● TO DO
Rescale only the part of the data below starting at the line containing "Locate the car" and ending at the line containing "[188,56,200,82]", both included. Rewrite each of those lines, requests included, with every box coordinate in the answers multiplied by 1.3 and rounded to a whole number (halves round up).

● DATA PROVIDED
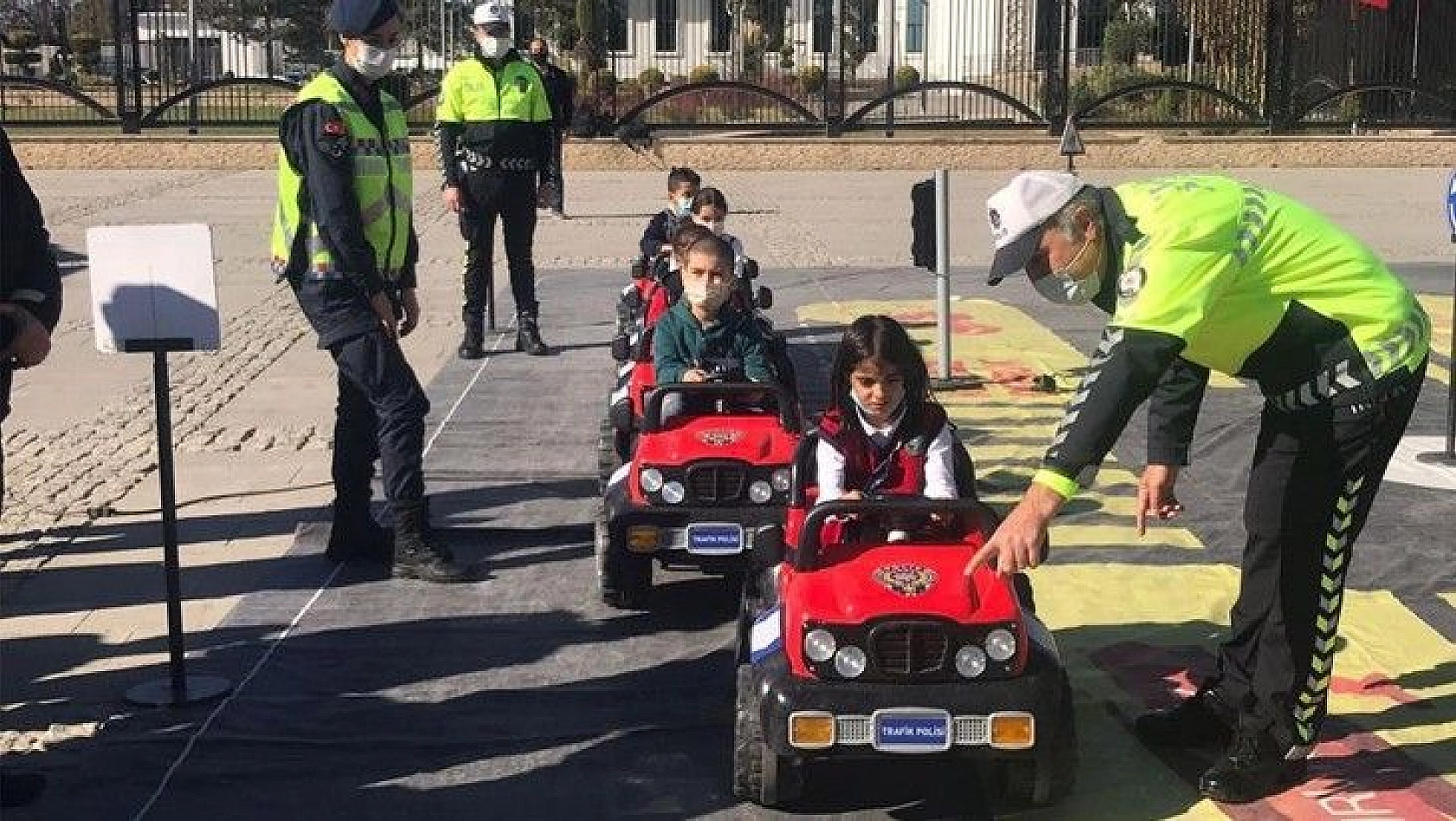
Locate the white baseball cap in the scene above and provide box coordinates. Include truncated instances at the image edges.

---

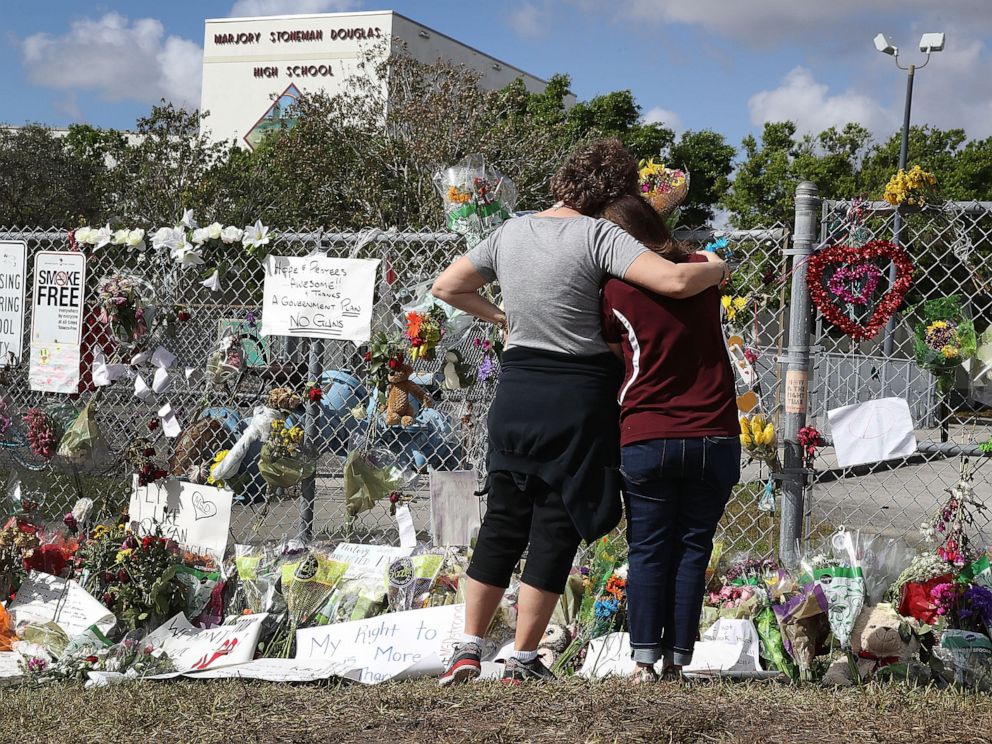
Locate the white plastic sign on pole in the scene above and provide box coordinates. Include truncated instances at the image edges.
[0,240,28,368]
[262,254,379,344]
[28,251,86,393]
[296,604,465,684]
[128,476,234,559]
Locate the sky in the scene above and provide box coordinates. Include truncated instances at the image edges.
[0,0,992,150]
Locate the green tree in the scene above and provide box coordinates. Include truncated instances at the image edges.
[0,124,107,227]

...

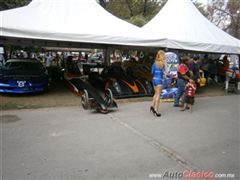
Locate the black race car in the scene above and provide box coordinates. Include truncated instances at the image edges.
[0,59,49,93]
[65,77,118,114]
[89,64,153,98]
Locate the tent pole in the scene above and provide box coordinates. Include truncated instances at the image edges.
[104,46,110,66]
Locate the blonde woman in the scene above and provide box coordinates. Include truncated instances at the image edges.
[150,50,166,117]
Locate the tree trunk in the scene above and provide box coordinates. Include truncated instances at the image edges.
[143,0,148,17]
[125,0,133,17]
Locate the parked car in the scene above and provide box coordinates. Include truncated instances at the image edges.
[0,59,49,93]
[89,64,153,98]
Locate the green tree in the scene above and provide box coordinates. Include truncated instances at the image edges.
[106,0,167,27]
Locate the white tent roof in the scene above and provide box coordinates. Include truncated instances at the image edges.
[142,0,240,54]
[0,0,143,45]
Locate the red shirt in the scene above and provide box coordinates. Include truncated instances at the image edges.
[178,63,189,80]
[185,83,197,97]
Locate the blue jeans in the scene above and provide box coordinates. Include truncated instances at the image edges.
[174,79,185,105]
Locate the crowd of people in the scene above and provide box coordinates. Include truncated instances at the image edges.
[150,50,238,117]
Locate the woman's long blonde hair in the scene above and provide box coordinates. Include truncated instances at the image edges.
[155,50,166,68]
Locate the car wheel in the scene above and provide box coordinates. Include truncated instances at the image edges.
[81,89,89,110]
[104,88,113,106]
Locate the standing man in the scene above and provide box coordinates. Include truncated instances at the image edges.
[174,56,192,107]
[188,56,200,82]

● RESPONSE TO THIS EXERCISE
Locate the car wheel in the scene above and provide box coordinates. Include truncated instances at the image edges.
[105,116,116,143]
[135,114,147,138]
Locate the standing man in the scene above and provide box coordinates. Include truncated instances at the image edges.
[226,73,250,139]
[244,73,260,107]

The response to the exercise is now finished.